'''

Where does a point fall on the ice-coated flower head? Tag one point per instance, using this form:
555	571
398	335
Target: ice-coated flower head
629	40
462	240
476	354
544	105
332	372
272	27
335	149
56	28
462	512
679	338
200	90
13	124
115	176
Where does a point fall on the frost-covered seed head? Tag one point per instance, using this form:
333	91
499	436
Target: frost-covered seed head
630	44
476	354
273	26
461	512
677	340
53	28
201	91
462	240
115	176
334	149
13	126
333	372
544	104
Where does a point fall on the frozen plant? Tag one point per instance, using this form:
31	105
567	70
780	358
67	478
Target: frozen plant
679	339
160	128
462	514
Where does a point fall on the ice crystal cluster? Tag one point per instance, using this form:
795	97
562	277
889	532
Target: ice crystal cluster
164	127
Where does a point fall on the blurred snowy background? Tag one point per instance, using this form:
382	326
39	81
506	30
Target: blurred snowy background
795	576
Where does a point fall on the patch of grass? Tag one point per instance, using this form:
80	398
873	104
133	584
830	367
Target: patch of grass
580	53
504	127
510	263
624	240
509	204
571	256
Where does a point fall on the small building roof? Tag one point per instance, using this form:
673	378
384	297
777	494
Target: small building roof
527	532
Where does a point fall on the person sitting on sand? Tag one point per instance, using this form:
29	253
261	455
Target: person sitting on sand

'''
'''

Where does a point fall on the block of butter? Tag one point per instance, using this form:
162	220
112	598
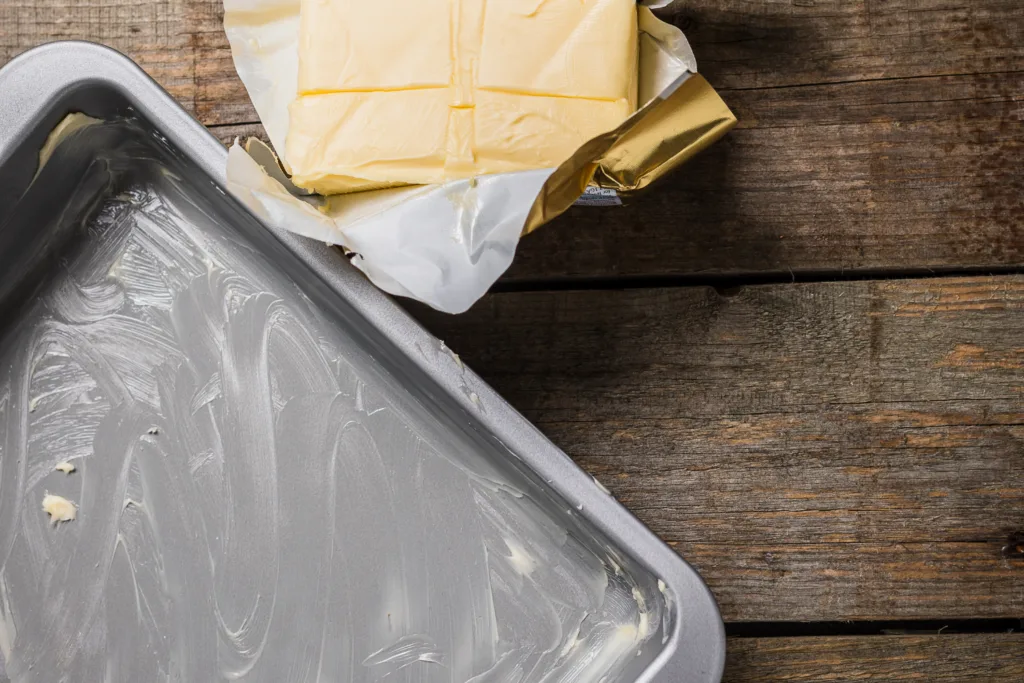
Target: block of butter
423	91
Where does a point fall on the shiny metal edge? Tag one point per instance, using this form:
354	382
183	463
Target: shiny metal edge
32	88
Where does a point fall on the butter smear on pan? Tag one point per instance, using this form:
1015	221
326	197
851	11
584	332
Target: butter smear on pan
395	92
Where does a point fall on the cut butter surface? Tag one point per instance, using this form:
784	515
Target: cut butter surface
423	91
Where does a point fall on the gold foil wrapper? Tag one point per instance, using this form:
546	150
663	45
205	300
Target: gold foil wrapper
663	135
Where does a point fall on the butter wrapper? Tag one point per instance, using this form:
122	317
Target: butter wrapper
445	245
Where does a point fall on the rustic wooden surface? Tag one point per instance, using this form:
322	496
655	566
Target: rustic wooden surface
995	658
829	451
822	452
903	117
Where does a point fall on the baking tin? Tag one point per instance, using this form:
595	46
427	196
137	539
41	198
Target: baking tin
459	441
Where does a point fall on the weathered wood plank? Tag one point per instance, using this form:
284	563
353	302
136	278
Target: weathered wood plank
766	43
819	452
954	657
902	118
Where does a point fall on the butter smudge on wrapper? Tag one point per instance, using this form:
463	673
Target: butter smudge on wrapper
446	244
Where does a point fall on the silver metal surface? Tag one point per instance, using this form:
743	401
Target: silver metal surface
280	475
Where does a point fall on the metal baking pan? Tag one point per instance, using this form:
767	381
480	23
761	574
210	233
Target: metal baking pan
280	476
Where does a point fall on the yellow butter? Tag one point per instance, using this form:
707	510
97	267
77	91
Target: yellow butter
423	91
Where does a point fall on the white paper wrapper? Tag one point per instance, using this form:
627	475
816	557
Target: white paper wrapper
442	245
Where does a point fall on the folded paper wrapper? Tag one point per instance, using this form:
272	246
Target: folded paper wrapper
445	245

'''

■ **SHORT EXERCISE**: Convert the items, from the line containing "Where does a point fall on the frost-covered" through the line containing "Target: person sitting on sand", into a JSON list of strings with one string per line and blank lines omitted.

■ **THE COMPLETED TASK**:
[
  "Where does a point fall on the frost-covered seed head? Tag one point per instance, using this form:",
  "333\t91",
  "499\t436",
  "Target: frost-covered seed head",
  "630\t44",
  "476\t354",
  "273\t26",
  "461\t512",
  "677\t340",
  "53\t28",
  "201\t91",
  "462\t240",
  "115\t176",
  "334\t149",
  "13\t126",
  "333\t372",
  "544\t104",
  "Where does a point fall on the frozen plant? Tag one point per instance, using this form:",
  "31\t105",
  "567\t70",
  "780\t358",
  "67\t478",
  "Target: frozen plant",
  "679\t339",
  "160\t128",
  "462\t514",
  "Where does a point fall on the ice crystal cluster? Tag one point per instance, using this form:",
  "795\t97",
  "562\t277",
  "889\t532",
  "Target: ice crystal cluster",
  "164\t127",
  "Where does a point fall on the blurred snowy background? Tag one point per instance, using this form:",
  "382\t326",
  "39\t81",
  "506\t30",
  "Target: blurred snowy background",
  "795\t576",
  "Where does a point fall on the patch of grass? Tag one point per instance, using this form:",
  "80\t398",
  "873\t104",
  "133\t584",
  "830\t367",
  "Target: patch of grass",
  "580\t53",
  "504\t127",
  "510\t263",
  "624\t240",
  "509\t204",
  "571\t256",
  "Where does a point fall on the small building roof? Tag one point per instance, using this form:",
  "673\t378",
  "384\t297",
  "777\t494",
  "Target: small building roof",
  "527\t532",
  "Where does a point fall on the person sitting on sand? Tag one point per instance, using this form:",
  "29\t253",
  "261\t455",
  "Target: person sitting on sand"
]